Document:
Sunday, April 9, 2023

N. T. Wright on Romans 9:17-18

  

9:17-18. The same point is made graphically with another scene from the exodus narrative that of Moses before Pharaoh. Again Paul first quotes the passage (in this case, Exod 9:16) and then draws the implication. As with Israel after the golden calf, Pharaoh is guilty; God could have punished him at once, God has, instead, “made him to stand,” “raised him up” in this sense, rather than cutting him off instantly. The reason is so that God’s power might be displayed in him, and that God’s name might be made known in all the world. The moral Paul draws in the next verse shows that he regards God’s “making Pharaoh to stand” as the equivalent of “hardening”; Exod 9:16, that is, picks up 9:12 (“the LORD hardened Pharaoh’s hart”), itself part of a longer sequence (Exod 4:21; 7:3, 13, 22; 8:15, 32; 9:35; 10:1; 14:8; cf. Deut 2:30; Josh 11:20; Isa 63:17). What God has done to Pharaoh is not arbitrary. Pharaoh has already enslaved God’s people and resisted the call to set them free. God has in view not the protracted punishment of Pharaoh for its own sake, but the worldwide proclamation of God’s power and name. This is how the language of “hardening” works in at least one strand of Second Temple Jewish thinking. (See the suggestive 2 Macc 6:12-16: God’s suspension of judgment means that the pagan nations will thereby reach the full measure of their sins, v. 14; cf. Gen 15:16; Wis 19:4. Israel, meanwhile, though chastened, is eventually granted mercy.) We ought at this point to hear echoes of earlier statements regarding Israel’s disobedience (1:18-23; 2:1-11, 17:24), and to detect a line of thought that runs from those passages, through the present one, on to the decisive 11:25-26.

Tasks:
(1) List every biblical reference that the commentary on Romans 9:17-18 introduces with "cf."
(2) Translate this sentence from the commentary on Romans 9:17-18 into Spanish: "Pharaoh has already enslaved God’s people and resisted the call to set them free."
(3) Carry the commentary on Romans 9:17-18 forward from its last sentence.
The records below the commentary come from a separate source.

Excerpted data:
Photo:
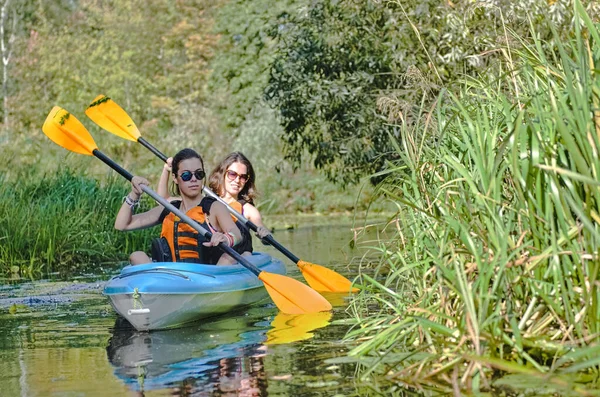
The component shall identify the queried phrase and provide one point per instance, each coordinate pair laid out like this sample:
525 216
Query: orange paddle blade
289 328
66 131
111 117
324 279
291 296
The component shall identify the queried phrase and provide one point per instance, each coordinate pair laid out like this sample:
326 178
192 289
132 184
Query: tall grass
495 265
62 223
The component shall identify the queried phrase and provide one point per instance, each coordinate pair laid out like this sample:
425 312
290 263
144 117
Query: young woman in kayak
185 243
232 180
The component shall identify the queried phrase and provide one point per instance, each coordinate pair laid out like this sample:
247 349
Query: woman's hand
136 184
262 232
216 239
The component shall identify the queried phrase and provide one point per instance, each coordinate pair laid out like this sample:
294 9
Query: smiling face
234 179
193 187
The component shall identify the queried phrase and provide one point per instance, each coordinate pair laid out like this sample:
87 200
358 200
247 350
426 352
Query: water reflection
223 357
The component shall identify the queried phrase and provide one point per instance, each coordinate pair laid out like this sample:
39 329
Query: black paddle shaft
127 175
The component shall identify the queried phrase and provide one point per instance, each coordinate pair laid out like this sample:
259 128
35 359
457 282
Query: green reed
494 268
62 223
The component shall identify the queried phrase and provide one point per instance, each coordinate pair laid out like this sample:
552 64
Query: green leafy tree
336 60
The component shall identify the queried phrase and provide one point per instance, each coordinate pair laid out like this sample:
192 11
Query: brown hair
216 178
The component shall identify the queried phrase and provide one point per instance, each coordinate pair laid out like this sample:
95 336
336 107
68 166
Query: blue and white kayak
163 295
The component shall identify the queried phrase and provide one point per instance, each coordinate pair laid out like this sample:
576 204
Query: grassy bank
494 269
62 223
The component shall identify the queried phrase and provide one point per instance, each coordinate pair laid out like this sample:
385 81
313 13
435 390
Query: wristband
232 238
229 239
131 203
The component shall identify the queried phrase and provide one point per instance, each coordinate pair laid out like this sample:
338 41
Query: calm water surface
63 339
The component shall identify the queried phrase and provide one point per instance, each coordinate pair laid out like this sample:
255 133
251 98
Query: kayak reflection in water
222 357
190 361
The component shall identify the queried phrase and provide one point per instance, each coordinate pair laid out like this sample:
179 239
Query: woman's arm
222 221
126 220
253 216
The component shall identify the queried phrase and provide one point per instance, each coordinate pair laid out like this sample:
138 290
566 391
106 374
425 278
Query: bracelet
231 238
131 203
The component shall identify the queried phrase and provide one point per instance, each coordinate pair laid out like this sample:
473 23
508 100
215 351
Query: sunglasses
232 176
186 176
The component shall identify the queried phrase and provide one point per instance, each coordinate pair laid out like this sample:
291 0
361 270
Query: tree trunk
5 52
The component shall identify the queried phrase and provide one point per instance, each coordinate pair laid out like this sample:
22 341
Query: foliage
336 58
151 57
240 69
495 265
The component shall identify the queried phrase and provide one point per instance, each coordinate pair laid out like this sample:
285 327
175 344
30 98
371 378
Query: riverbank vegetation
478 120
494 269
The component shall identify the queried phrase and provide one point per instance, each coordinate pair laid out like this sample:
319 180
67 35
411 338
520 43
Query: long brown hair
217 176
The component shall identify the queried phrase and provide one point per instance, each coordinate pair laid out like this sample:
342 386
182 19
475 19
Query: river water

Results of the tasks:
(1)
Deut 2:30
Josh 11:20
Isa 63:17
Gen 15:16
Wis 19:4

(2) El faraón ya ha esclavizado al pueblo de Dios y se ha resistido al llamado a liberarlo.

(3)
 

Paul is not, then, using the example of Pharaoh to explain that God has the right o show mercy, or to harden someone’s heart, out of mere caprice. Nor is it simply that God has the right to do this sort of thing when someone is standing in the way of the glorious purpose that has been promised. The sense of this passage is gained form its place within the larger story line from 9:6-10:21—that is, as part of the story of Israel itself, told to explain what is now happening to Paul’s “Kinsfolk according to the flesh.” God’s action upon Pharaoh was part of the means, not only of rescuing Israel from slavery, but of declaring God’s name to the world. IN much the same way, as Paul will explain in 11:11-14, God’s action at the present time upon Israel “according to the flesh” is part of the means of brining the gospel to the nations, of declaring God’s name—and, now, the name of the Lord, the name of Jesus Christ!—to the nations (10:9-13). This in turn precipitates the questions of 11:1 and 11, which deal with the problem that remains at the end of it all. Reading this part of Romans is like riding a bicycle: If you stand still for more than a moment, forgetting the onward movement both of the story of 9:6-10:21 and of the letter as a whole, you are liable to lose your balance—or, perhaps, to accuse Paul of losing his. (N. T. Wright, “The Letter to the Romans,” in The New Interpreter’s Bible, 12 vols. [Nashville: Abingdon Press, 2002], 10:639)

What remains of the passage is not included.